• WHAT YOU NEED TO DO
Extract from the entries below, exactly as given, only the lines from the line containing "yellow chrysanthemum resting" to the line containing "by the left", both lines included.

• EXERCISE MATERIAL
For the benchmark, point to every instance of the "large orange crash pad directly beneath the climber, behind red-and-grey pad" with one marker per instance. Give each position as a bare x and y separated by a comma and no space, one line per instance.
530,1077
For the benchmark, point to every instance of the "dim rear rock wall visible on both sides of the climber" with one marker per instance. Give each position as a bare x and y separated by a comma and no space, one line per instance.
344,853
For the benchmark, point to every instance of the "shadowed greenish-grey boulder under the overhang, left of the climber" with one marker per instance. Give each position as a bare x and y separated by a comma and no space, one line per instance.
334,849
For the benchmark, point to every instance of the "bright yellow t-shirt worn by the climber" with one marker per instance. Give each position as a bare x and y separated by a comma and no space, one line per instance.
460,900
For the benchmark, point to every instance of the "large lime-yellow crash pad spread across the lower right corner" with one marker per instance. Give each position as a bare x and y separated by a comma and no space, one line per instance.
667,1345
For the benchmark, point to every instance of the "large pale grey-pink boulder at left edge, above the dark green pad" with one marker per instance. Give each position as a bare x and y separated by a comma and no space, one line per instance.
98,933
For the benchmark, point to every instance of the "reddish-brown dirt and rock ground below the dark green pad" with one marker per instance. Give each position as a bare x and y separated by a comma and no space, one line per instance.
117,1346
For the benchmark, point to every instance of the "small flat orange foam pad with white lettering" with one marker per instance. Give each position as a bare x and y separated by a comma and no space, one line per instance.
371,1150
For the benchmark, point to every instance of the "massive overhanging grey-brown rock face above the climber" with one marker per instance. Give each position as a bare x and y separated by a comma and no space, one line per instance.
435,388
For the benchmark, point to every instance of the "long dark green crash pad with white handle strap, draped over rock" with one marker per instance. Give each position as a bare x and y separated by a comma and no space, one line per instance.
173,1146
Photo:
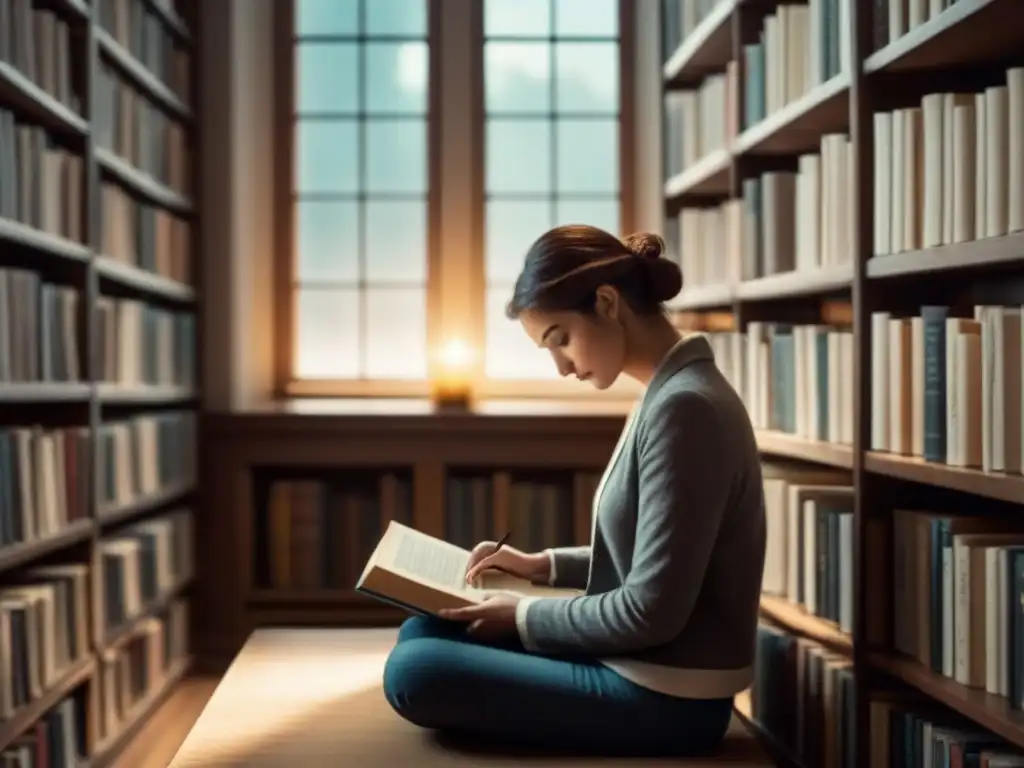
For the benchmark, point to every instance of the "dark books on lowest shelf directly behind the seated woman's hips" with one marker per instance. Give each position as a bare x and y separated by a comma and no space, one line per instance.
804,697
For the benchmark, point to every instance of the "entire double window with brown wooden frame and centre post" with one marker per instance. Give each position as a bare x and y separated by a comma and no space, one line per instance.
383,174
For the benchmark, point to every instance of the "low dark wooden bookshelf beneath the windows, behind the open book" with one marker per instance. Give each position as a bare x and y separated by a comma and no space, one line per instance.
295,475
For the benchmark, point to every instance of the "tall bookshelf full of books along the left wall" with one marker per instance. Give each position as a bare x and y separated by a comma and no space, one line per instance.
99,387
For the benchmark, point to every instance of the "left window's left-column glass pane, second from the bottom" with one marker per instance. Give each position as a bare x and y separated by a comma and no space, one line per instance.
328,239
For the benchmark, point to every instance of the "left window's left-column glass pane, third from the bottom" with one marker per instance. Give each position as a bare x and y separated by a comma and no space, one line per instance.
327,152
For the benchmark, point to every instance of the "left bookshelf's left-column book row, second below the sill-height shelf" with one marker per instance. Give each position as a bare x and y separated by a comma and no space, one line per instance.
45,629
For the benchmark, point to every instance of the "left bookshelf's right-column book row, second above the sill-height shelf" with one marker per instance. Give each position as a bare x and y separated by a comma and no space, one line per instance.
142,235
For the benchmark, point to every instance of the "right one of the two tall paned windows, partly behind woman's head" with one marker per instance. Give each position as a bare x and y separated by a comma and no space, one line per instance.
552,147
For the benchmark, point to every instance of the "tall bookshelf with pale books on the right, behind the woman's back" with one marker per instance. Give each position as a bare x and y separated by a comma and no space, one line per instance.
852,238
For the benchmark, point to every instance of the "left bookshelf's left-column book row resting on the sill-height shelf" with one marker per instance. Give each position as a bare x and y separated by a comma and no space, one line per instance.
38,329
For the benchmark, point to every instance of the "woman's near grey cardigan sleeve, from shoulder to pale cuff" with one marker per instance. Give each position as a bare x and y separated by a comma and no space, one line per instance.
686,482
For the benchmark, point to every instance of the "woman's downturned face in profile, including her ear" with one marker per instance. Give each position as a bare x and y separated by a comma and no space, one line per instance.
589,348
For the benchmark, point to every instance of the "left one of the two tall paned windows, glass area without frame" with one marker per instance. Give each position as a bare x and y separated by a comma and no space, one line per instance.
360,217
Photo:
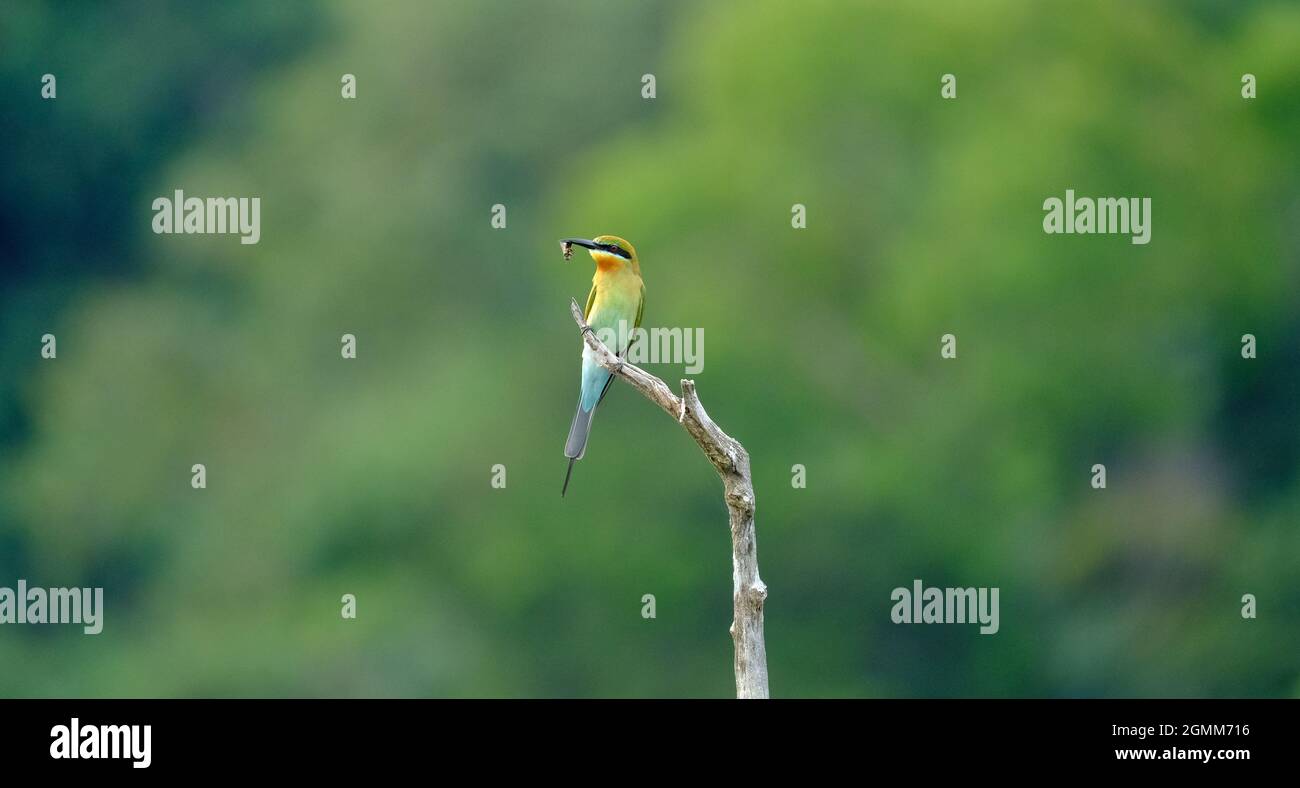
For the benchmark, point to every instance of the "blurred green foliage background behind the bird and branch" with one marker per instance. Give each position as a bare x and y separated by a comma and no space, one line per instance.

...

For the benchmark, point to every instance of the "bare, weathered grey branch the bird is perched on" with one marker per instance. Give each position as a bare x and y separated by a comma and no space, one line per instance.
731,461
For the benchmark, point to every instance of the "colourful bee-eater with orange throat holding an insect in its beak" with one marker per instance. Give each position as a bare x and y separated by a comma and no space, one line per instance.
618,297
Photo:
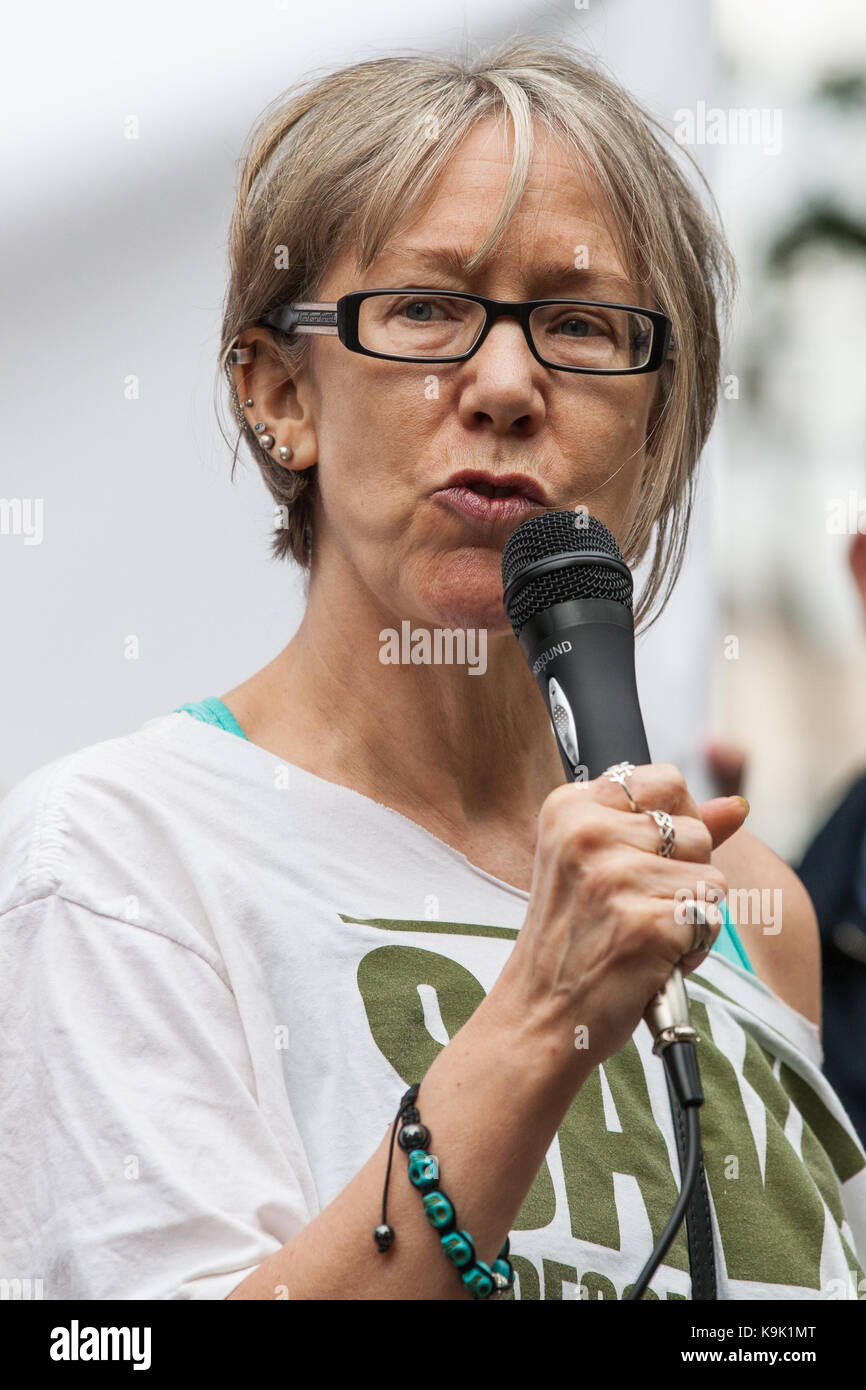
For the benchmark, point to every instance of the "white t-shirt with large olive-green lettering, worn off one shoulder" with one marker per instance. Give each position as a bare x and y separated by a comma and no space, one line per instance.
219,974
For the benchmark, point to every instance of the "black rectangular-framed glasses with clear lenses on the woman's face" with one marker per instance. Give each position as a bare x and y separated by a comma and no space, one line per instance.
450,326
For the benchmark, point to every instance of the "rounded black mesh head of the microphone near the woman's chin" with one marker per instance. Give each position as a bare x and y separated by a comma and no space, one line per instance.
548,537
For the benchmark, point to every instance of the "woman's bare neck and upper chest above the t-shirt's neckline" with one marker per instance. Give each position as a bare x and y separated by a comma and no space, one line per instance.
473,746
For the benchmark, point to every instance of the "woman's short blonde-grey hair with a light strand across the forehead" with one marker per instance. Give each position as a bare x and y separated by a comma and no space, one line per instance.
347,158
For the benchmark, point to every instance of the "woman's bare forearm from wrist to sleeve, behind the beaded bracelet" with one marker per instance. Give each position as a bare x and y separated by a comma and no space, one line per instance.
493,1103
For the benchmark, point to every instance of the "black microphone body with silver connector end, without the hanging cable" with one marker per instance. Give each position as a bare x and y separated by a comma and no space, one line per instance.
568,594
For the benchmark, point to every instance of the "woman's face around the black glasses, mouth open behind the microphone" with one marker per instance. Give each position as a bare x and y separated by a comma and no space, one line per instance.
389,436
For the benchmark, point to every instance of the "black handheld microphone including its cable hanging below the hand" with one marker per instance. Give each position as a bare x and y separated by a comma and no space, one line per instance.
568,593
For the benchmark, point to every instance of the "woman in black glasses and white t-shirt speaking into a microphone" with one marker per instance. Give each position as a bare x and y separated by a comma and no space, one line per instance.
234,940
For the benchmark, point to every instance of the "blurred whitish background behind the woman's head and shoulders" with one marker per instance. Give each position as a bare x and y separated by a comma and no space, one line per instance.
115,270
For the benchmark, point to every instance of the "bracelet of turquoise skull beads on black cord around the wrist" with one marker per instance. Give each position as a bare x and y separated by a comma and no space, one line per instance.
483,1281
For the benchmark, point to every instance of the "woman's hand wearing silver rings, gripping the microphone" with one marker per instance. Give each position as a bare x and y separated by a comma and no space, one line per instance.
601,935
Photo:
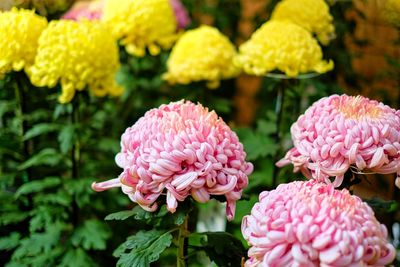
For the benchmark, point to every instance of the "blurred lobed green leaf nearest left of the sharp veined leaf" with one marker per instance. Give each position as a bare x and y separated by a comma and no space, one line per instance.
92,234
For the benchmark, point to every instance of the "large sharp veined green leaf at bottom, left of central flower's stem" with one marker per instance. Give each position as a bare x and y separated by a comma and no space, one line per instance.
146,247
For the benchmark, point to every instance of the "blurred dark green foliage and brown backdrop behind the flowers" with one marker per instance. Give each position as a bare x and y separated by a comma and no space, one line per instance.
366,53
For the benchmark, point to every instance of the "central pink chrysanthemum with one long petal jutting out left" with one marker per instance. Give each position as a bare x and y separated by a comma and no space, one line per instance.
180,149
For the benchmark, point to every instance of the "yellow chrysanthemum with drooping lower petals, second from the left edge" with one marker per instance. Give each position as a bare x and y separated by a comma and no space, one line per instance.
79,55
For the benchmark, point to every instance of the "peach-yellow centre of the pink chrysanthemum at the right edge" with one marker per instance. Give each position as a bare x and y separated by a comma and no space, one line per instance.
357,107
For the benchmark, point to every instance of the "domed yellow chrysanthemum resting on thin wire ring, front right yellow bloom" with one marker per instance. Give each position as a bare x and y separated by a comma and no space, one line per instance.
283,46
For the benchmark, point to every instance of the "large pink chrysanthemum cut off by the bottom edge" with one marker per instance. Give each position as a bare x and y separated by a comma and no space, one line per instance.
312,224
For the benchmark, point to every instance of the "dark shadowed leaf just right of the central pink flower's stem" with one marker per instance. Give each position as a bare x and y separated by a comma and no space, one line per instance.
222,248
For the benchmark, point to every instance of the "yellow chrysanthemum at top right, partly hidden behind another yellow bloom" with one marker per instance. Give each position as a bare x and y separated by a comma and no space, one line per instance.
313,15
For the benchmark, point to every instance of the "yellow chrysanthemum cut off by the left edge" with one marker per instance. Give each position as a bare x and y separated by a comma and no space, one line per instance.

--

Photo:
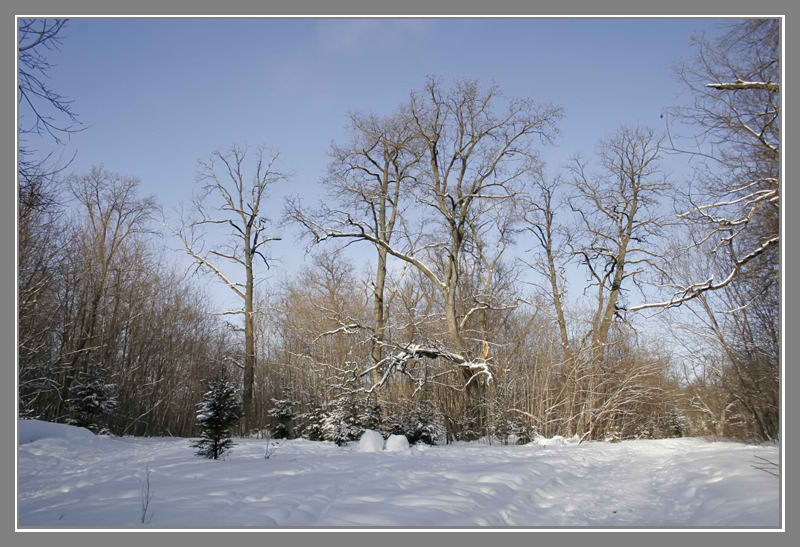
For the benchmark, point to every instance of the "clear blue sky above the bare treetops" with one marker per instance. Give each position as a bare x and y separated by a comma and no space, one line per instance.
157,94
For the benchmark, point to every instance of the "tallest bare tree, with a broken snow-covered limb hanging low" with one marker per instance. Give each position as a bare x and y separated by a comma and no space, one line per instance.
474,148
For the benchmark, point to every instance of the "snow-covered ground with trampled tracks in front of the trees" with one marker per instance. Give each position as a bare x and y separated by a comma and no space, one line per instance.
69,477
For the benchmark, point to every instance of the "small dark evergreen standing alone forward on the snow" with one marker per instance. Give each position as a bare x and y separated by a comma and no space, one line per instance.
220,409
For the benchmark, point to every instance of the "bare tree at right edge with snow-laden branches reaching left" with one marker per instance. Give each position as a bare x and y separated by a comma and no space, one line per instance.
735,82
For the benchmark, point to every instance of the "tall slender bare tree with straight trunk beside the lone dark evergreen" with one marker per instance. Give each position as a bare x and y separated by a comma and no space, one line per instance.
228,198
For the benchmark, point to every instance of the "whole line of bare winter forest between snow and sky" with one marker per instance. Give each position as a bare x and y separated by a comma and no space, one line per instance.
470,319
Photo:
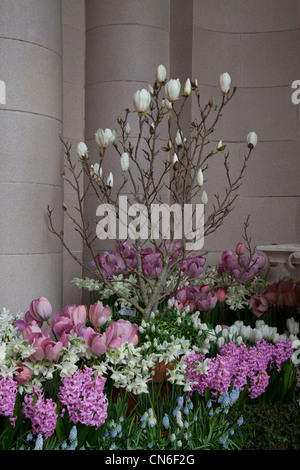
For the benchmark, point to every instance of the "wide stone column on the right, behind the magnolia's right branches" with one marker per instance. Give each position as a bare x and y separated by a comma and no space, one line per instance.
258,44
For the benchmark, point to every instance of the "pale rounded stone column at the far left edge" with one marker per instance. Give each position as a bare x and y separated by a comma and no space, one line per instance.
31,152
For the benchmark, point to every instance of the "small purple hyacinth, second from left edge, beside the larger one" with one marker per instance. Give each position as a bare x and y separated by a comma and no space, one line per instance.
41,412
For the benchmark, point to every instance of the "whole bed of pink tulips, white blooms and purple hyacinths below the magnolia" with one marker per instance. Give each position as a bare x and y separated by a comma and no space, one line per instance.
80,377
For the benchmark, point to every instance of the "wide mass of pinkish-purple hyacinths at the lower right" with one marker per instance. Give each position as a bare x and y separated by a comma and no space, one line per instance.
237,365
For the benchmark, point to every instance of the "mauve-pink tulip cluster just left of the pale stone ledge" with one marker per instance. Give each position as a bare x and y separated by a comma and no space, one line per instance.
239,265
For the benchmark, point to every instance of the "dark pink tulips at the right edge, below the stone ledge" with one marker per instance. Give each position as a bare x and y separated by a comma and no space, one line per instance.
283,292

• RESULT BELOW
For the benchmark, point to every instance of the "domed yellow chrysanthemum resting on thin wire ring, front right yellow bloom" with one marker per instance. Give each position as a bare x and y separated by a comma and no space, one line per instance.
283,46
For the benchmark, point to every instance of the "large pink chrysanthemum cut off by the bottom edge" with one marker per instance. Give each position as a bare x and y separated by a comma and no space, one line per instance.
312,224
For the benchmark, point to every instance of the "dark shadowed leaf just right of the central pink flower's stem" with one marker per instance. Give each position as a bare x and y separated by a comma and no space, one line per instance.
222,248
For the benchmark, point to every instance of the "yellow chrysanthemum at top right, partly hidden behind another yellow bloom" with one marker per instance. Give each position as a bare x and y separated by a comma and no space, one line per instance.
313,15
For the benchmark, point to every instance of the "yellow chrysanthemum cut off by the left edge" with one marker per instance. Give each position as a bare x and y separated by a comma and no space, one line per instance.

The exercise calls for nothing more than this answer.